> **Work to complete**:
Please convert part of the material below into a Markdown table with two columns, "Entry" for a running line number and "Content" for the line itself, and leave out any blank lines. Include only the lines from the one containing "the man's black" through the one containing "[0,0,307,207]", with both of those lines included.

> **Data provided**:
>> begin
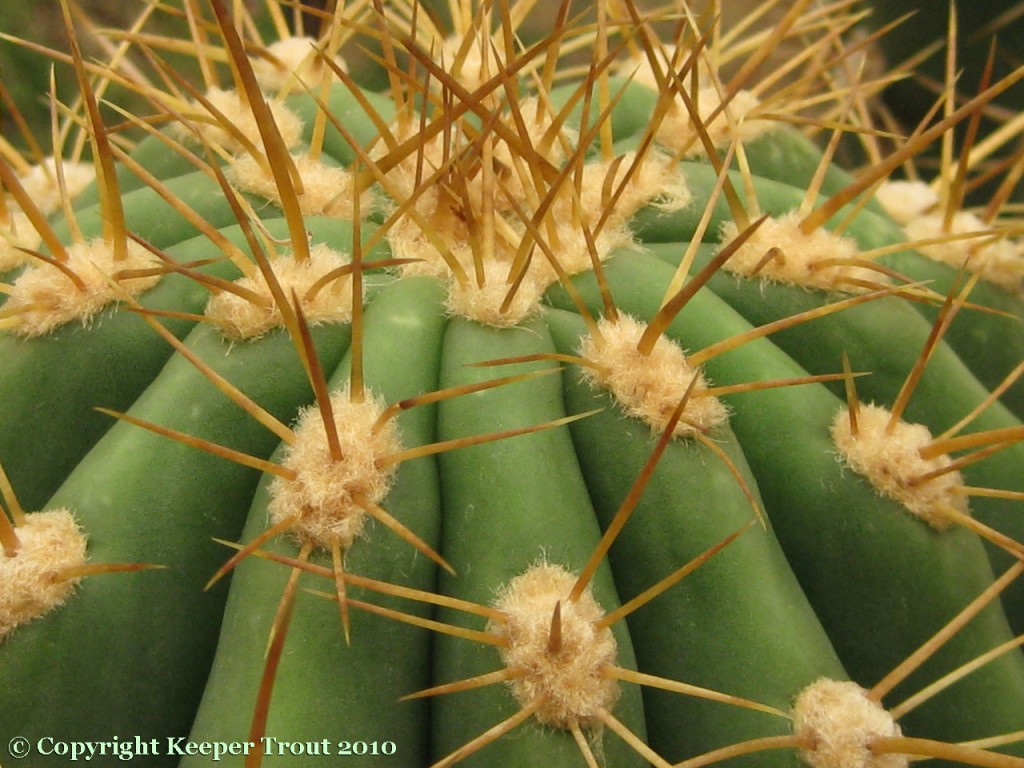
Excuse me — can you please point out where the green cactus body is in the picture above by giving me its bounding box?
[0,0,1024,768]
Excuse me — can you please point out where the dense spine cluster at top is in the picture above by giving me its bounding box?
[0,0,1024,768]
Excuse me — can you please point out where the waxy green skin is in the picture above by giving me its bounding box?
[0,10,1024,766]
[0,326,347,765]
[182,278,444,768]
[550,254,1024,765]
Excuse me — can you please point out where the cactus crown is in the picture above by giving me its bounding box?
[0,0,1024,768]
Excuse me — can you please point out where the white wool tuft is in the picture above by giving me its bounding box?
[831,404,968,530]
[206,243,352,339]
[0,509,86,640]
[268,388,401,551]
[719,211,886,293]
[580,314,729,437]
[5,238,160,337]
[793,678,909,768]
[487,563,618,728]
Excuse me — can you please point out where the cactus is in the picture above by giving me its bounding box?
[0,0,1024,768]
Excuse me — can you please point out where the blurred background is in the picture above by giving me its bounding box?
[0,0,1024,199]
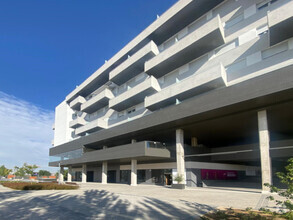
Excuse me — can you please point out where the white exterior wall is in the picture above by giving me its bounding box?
[54,0,293,140]
[54,101,74,146]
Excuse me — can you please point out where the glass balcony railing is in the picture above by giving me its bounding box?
[49,149,83,162]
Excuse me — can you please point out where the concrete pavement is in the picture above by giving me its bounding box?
[0,183,263,219]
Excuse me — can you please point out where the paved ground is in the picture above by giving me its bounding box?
[0,183,265,220]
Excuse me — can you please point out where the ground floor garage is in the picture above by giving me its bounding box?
[56,101,293,190]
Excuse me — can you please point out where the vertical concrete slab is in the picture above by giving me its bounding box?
[176,129,186,184]
[130,160,137,186]
[67,167,72,182]
[145,169,152,184]
[81,164,86,183]
[59,167,64,183]
[257,110,272,192]
[191,137,198,147]
[102,161,108,184]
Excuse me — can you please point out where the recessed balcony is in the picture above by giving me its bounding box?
[75,119,107,135]
[145,64,226,111]
[145,15,225,78]
[109,76,161,112]
[69,96,86,111]
[109,41,159,85]
[80,88,114,114]
[69,118,86,129]
[268,1,293,46]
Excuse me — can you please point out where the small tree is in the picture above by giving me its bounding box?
[39,170,51,176]
[174,174,184,184]
[14,166,26,177]
[14,163,38,177]
[0,165,12,177]
[264,158,293,219]
[23,163,38,176]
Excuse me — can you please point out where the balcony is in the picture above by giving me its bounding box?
[69,96,85,111]
[109,76,161,112]
[145,64,226,111]
[80,88,114,114]
[145,15,225,78]
[268,1,293,46]
[69,118,86,129]
[49,141,171,166]
[226,39,293,85]
[109,41,159,85]
[75,119,107,135]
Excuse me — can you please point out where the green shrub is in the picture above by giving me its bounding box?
[264,158,293,219]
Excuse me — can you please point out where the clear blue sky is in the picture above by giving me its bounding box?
[0,0,177,110]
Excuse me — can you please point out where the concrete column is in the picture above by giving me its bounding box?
[191,137,198,147]
[145,170,152,184]
[257,110,272,192]
[176,129,186,184]
[102,161,108,184]
[67,167,72,182]
[81,164,86,183]
[59,167,64,183]
[116,168,120,183]
[130,160,137,186]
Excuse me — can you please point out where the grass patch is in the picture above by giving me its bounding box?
[201,208,287,220]
[0,182,79,190]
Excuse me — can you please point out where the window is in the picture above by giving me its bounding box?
[256,0,278,10]
[225,13,244,28]
[262,41,288,59]
[127,108,135,115]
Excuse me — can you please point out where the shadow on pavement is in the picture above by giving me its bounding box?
[0,190,213,220]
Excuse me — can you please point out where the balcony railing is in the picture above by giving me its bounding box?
[145,15,225,78]
[109,41,159,85]
[145,64,226,111]
[69,118,86,129]
[75,119,107,135]
[268,0,293,46]
[81,88,114,114]
[69,96,85,111]
[109,76,160,112]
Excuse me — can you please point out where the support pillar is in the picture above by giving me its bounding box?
[130,160,137,186]
[67,167,72,182]
[176,129,186,184]
[59,167,64,183]
[257,110,272,192]
[102,161,108,184]
[191,137,198,147]
[81,164,86,183]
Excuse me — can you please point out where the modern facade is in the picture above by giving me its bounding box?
[49,0,293,190]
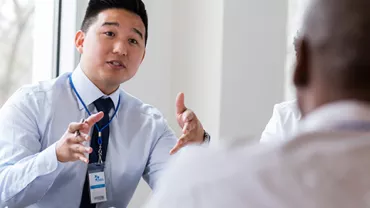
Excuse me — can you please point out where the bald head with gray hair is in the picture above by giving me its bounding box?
[293,0,370,114]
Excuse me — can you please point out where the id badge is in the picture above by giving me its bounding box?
[87,163,107,204]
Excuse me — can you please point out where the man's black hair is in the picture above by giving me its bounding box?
[81,0,148,44]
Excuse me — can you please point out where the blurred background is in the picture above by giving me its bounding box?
[0,0,307,207]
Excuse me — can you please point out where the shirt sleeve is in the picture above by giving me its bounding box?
[143,118,177,189]
[260,104,284,142]
[0,92,62,207]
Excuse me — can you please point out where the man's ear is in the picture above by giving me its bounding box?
[141,49,146,63]
[293,38,310,88]
[75,30,85,54]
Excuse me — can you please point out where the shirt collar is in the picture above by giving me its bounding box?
[299,100,370,133]
[72,65,120,110]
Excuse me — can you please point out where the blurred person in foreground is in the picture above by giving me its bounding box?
[147,0,370,208]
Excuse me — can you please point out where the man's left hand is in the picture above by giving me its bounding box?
[170,93,204,155]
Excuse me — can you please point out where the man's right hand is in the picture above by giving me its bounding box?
[56,112,104,163]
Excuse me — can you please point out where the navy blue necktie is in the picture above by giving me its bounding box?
[80,98,114,208]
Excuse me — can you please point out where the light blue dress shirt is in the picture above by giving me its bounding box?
[0,67,177,208]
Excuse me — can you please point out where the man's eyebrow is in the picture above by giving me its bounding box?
[102,22,119,27]
[132,28,144,39]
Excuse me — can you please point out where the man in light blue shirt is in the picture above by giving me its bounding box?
[0,0,207,208]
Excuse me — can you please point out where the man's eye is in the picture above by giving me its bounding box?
[104,32,114,37]
[128,38,138,44]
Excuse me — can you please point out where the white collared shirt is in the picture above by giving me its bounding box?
[147,101,370,208]
[0,67,177,208]
[260,100,302,142]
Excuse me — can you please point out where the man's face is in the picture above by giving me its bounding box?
[76,9,146,89]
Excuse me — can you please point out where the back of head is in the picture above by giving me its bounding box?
[294,0,370,115]
[81,0,148,43]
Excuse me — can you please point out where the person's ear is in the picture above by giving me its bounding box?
[141,49,146,63]
[75,30,85,54]
[293,38,310,88]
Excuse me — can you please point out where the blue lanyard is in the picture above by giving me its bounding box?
[68,74,121,145]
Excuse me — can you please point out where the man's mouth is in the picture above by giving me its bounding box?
[107,60,126,68]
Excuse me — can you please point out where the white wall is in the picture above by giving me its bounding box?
[171,0,223,141]
[220,0,288,141]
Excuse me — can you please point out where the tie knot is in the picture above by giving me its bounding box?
[94,97,114,115]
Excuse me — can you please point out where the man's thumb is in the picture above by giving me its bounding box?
[176,92,186,114]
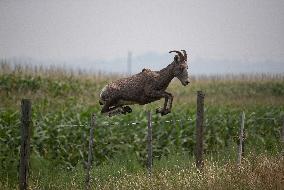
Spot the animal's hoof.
[161,109,171,115]
[123,106,132,113]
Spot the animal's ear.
[174,55,178,62]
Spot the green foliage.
[0,68,284,183]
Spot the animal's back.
[100,71,158,104]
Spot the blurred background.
[0,0,284,75]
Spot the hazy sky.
[0,0,284,72]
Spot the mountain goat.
[99,50,189,116]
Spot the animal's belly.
[118,100,139,106]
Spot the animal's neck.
[158,64,175,90]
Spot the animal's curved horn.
[180,50,187,61]
[169,50,185,61]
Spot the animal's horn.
[180,50,187,61]
[169,50,185,61]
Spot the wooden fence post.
[147,111,153,176]
[86,114,96,190]
[281,118,284,157]
[195,91,205,169]
[238,112,245,165]
[19,99,31,190]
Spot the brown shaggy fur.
[100,50,189,116]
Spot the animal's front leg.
[160,92,174,115]
[145,89,173,115]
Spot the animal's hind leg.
[122,106,132,113]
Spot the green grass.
[0,63,284,189]
[0,153,284,189]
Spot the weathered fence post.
[238,112,245,164]
[195,91,205,169]
[86,114,96,189]
[19,99,31,190]
[147,111,153,176]
[281,118,284,156]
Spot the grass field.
[0,62,284,189]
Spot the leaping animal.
[99,50,190,116]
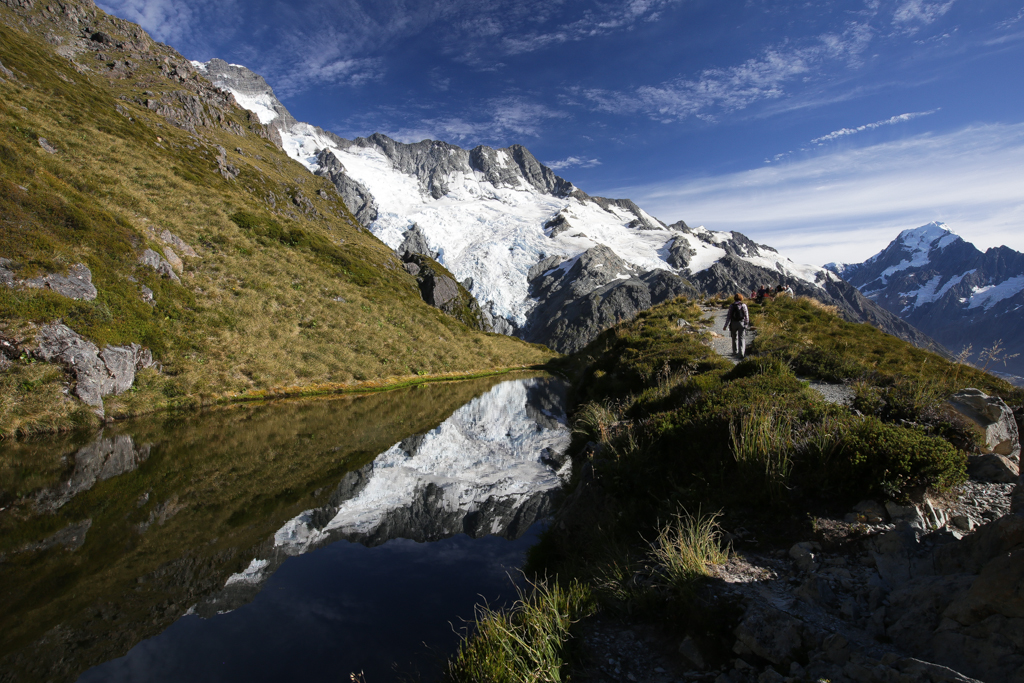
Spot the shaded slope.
[0,2,548,431]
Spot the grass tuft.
[444,580,593,683]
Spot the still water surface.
[0,377,568,683]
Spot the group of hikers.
[722,284,794,358]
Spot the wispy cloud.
[811,110,938,145]
[388,97,568,145]
[502,0,679,54]
[893,0,956,30]
[603,124,1024,263]
[96,0,199,43]
[544,157,601,171]
[573,24,872,123]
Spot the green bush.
[836,418,967,499]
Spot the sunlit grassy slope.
[0,3,552,434]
>> end
> **Response**:
| Entry | Content |
|---|---|
| 1 | Excuse me — can you please point out where the man's black hair is in the picture above by giving me its bounding box? |
| 2 | [81,0,148,44] |
| 3 | Excuse me — can you please point out where the blurred background is in the picture above by giving me its bounding box? |
| 4 | [0,0,307,207] |